(Instructions to follow): Update the records from the line containing "plant**, that would be most helpful." through the end of the records by changing "most helpful" to "very helpful". Reproduce those lines with nothing else altered.

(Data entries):
————————
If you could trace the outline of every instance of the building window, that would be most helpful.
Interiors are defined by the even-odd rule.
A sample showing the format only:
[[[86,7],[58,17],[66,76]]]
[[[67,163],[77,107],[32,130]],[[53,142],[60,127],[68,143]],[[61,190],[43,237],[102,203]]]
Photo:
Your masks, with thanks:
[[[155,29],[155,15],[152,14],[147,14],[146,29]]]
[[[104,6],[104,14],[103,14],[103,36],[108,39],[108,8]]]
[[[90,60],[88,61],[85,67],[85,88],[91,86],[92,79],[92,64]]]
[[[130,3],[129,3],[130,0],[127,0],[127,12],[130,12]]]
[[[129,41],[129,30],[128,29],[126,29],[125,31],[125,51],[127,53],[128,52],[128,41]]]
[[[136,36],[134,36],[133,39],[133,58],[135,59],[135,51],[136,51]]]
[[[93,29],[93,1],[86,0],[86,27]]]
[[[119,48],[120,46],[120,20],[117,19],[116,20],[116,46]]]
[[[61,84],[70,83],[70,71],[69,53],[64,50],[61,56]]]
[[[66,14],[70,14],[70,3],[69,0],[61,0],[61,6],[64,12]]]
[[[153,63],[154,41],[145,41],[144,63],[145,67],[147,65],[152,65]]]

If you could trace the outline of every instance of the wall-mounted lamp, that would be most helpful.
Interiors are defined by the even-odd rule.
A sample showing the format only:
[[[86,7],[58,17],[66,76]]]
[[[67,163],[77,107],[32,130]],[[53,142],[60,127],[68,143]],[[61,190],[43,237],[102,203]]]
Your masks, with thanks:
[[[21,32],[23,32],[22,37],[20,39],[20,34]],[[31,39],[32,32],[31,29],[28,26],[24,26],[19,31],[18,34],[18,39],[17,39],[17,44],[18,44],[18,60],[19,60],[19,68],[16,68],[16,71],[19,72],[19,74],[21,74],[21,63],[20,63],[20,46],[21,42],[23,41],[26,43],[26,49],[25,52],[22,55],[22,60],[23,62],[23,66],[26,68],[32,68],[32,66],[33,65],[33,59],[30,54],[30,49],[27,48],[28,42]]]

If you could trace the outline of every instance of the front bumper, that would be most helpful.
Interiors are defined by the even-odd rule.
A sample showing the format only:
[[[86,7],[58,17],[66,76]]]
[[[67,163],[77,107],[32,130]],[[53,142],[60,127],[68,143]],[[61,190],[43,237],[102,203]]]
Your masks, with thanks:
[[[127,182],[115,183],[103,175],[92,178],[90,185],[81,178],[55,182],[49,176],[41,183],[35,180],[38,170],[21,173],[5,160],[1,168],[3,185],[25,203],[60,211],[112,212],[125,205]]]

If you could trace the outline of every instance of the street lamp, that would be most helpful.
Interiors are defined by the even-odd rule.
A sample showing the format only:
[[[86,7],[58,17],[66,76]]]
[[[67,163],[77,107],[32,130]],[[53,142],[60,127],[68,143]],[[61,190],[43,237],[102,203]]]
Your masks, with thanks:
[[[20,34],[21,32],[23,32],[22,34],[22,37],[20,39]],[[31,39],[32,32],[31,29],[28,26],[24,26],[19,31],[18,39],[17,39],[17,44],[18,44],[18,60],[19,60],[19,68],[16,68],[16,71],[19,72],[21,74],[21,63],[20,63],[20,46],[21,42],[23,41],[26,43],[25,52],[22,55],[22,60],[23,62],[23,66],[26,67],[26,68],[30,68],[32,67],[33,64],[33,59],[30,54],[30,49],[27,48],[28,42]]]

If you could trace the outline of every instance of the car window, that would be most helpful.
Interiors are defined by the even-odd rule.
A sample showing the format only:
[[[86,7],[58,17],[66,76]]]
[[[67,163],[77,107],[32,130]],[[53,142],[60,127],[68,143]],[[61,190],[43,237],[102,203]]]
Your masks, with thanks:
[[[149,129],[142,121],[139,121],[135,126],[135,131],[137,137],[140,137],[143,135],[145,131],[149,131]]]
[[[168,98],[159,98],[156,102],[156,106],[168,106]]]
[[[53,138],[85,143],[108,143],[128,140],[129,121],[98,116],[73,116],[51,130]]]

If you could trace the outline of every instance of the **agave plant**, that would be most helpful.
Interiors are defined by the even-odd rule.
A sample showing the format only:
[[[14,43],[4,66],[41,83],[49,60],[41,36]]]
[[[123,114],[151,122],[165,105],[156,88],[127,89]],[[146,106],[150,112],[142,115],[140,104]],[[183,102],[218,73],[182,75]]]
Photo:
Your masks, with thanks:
————————
(Expected answer):
If you could trace the outline of every instance of the **agave plant**, that would be very helpful.
Interiors are defined by the even-odd rule.
A sample showing the format only:
[[[14,43],[4,66],[41,83],[49,60],[41,36]]]
[[[123,114],[151,122],[165,105],[156,88],[127,89]],[[146,106],[150,112],[142,115],[140,104]],[[183,102],[218,73],[182,75]]]
Photo:
Your masks, with thanks:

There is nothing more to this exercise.